-- What to do --
For each line below that contains the word "positive", return that line.

[Saved data entries]

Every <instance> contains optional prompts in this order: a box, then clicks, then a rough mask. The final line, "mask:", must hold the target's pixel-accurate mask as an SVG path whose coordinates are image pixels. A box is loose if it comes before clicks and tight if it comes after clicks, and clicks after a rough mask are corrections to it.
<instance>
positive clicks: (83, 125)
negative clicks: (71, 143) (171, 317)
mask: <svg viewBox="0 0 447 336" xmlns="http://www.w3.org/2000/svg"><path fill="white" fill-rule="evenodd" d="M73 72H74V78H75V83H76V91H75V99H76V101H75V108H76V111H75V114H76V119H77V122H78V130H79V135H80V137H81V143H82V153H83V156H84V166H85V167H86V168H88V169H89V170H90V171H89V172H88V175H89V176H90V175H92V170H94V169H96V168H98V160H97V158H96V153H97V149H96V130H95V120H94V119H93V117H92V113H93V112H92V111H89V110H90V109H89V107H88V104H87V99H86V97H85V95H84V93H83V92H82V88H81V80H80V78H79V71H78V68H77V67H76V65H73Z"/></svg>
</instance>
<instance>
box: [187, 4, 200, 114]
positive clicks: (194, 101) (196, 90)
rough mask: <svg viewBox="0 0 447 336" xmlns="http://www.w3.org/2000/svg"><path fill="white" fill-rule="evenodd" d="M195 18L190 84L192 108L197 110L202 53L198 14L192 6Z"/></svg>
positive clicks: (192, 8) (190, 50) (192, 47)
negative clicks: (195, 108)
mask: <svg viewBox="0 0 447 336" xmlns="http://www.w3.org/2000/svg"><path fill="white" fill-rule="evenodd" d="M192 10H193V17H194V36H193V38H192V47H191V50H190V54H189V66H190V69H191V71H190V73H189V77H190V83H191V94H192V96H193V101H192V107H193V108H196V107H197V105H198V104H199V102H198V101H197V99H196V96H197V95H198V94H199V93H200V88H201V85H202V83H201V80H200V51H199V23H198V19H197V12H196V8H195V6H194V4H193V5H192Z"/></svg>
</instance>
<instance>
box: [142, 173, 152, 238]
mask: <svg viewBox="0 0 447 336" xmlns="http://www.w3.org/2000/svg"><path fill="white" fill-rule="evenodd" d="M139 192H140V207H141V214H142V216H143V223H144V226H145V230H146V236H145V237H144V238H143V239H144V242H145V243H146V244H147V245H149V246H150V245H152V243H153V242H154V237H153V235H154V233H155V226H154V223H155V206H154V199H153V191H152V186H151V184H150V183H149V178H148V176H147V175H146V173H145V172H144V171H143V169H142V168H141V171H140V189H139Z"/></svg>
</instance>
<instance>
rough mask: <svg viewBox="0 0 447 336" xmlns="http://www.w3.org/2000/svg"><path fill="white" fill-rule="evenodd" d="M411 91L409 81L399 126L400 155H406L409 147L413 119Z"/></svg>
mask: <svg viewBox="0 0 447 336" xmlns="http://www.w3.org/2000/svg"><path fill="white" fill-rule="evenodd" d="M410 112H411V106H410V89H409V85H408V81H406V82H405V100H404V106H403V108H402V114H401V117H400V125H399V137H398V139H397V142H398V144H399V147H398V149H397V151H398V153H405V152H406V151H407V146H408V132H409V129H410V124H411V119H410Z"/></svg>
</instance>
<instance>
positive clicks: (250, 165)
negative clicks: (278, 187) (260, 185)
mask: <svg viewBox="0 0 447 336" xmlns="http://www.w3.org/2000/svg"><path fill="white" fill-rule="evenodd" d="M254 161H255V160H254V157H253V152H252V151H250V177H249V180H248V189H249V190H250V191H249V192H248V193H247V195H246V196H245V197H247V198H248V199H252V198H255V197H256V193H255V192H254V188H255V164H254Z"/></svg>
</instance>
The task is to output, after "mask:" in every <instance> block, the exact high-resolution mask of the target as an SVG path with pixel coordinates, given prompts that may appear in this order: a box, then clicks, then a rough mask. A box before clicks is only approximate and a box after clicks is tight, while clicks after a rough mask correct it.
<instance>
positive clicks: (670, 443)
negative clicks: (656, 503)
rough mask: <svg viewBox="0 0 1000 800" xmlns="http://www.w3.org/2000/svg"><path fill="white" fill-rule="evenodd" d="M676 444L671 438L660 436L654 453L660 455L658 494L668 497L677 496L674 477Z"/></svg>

-- Answer area --
positive clicks: (83, 125)
positive clicks: (194, 101) (196, 90)
positive clicks: (192, 8) (190, 50) (192, 47)
positive clicks: (250, 165)
positive clicks: (670, 443)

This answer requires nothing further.